**What is being asked**
Below are the records; collect from them each line containing the string "gate".
Data under study START
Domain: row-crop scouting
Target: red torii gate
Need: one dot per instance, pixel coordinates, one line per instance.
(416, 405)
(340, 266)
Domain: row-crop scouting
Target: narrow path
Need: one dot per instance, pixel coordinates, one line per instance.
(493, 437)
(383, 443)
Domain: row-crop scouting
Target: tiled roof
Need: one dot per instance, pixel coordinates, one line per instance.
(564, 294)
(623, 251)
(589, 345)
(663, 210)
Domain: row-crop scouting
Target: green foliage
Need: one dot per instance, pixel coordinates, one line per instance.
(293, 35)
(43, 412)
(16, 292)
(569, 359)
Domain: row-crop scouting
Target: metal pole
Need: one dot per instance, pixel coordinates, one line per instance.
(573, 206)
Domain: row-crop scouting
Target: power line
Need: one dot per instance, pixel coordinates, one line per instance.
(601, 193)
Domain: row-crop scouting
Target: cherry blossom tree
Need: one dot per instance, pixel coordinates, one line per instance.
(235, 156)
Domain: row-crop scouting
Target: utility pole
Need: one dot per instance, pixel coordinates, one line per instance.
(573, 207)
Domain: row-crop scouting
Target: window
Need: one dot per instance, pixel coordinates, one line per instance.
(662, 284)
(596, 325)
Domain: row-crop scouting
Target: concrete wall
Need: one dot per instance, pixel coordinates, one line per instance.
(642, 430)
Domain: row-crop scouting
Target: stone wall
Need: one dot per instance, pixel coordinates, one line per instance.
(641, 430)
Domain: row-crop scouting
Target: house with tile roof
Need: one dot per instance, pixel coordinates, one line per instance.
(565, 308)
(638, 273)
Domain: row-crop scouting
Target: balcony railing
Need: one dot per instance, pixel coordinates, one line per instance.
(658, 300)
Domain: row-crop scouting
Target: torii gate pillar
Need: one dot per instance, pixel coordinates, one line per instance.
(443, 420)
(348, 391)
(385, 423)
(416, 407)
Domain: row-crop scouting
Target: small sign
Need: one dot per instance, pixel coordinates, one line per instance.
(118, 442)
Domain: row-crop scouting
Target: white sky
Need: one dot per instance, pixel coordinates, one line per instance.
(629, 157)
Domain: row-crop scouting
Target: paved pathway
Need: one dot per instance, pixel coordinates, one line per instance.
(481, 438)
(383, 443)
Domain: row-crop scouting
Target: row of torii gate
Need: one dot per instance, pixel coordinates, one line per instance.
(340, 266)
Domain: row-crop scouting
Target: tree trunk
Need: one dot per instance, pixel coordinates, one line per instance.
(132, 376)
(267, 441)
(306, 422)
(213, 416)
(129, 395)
Data under study END
**Solution to the problem**
Target: red torii gate
Target: torii gate pillar
Target: row of torii gate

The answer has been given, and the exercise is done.